The integrated network was hypothesized to have the same characteristics, such as
small-world, scale-free, and hierarchy as protein-protein interaction networks, and
gene networks (22). The CytoScape
NetworkAnalyzer was used to calculate the degree distribution (Figure 2A) and clustering coefficient (Figure 2B) of the network. It turned out than the degree
distribution followed a power law, and the network had scale-free and small-world
characteristics. The average degree was 6.3, but was 10.5 for gastric cancer-related
genes, almost all of which were hub genes in the network (23). As shown in Figure 2B,
the genes with a higher number of neighbors tended to have lower clustering
coefficients.
Figure 2
A, Degree distributions of the human signaling network.
Numbers of nodes with higher degree were smaller than the other nodes, and all
nodes approximated a power-law. B, Clustering coefficients
distributions of the human signaling network. The average clustering
coefficient of all nodes was plotted against the numbers of neighbors, and
nodes with smaller coefficients tended to have fewer neighbors.
Human signaling network motif mining
Biological networks are composed of recurring network models, and all models are
usually combinations of motifs with three vertices. We conducted the motif mining
using the FANMOD software for the gastric cancer-related motifs with three vertices.
The nodes and edges in the network were marked in different colors. In the total of
92 models, 90 were marked with cancer-related genes. Of a total of 69,492 motifs,
57,942 were marked with cancer-related genes.

Required action 1 :: Repeat the network analysis passage from "Numbers of nodes" up to and including "57,942 were marked with cancer-related genes.".
Required action 2 :: Write the next part of the passage on the gastric cancer signaling network, starting after its last sentence.
Nothing in the lines is needed.

Input data ::
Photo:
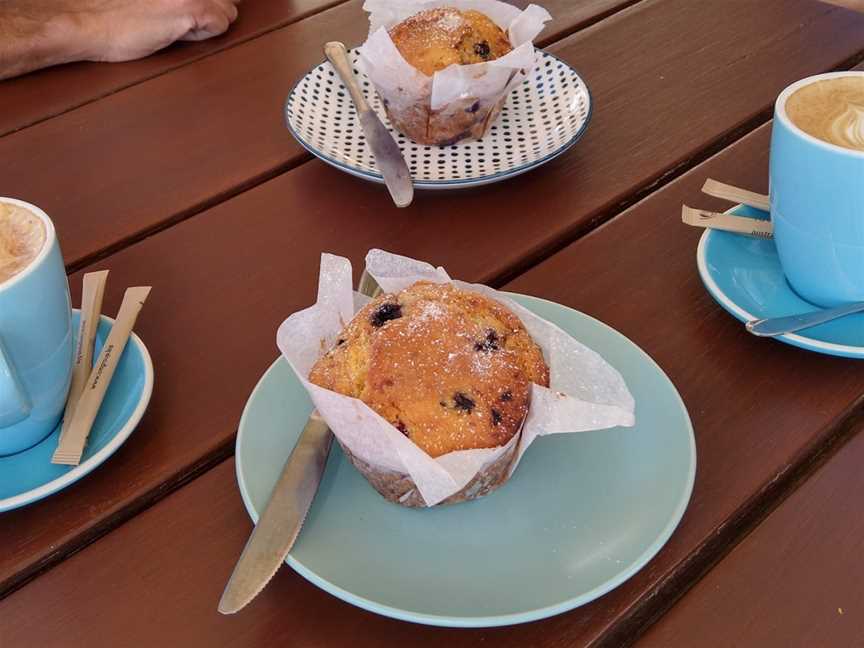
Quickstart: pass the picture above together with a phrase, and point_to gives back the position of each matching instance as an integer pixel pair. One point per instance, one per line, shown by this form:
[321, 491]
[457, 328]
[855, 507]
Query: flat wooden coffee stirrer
[727, 222]
[736, 194]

Exercise output 1 ::
Numbers of nodes with higher degree were smaller than the other nodes, and all
nodes approximated a power-law. B, Clustering coefficients
distributions of the human signaling network. The average clustering
coefficient of all nodes was plotted against the numbers of neighbors, and
nodes with smaller coefficients tended to have fewer neighbors.
Human signaling network motif mining
Biological networks are composed of recurring network models, and all models are
usually combinations of motifs with three vertices. We conducted the motif mining
using the FANMOD software for the gastric cancer-related motifs with three vertices.
The nodes and edges in the network were marked in different colors. In the total of
92 models, 90 were marked with cancer-related genes. Of a total of 69,492 motifs,
57,942 were marked with cancer-related genes.

Exercise output 2 ::
Significantly different motif selection
SMD scores of 57,942 motifs were computed using the gene expression profiles under
normal and cancer states. In all, 26,354 motifs were selected with all three genes
expressed, and the distributions of these motif scores were normally distributed
(Figure 3). The SMD scores in the normal and
cancer states were significantly different for 264 motifs (P<0.05).
Figure 3
Distribution of significant motif difference (SMD) scores of motifs marked
with gastric cancer-related genes.
Genes in the significantly different motifs were mainly enriched in functions closely
related to the occurrence of cancer, such as regulation of cell death, regulation of
programmed cell death, protein amino acid phosphorylation, and intracellular
signaling cascades (Table 1). This result
confirmed the relationship between the significantly different motifs and gastric
cancer.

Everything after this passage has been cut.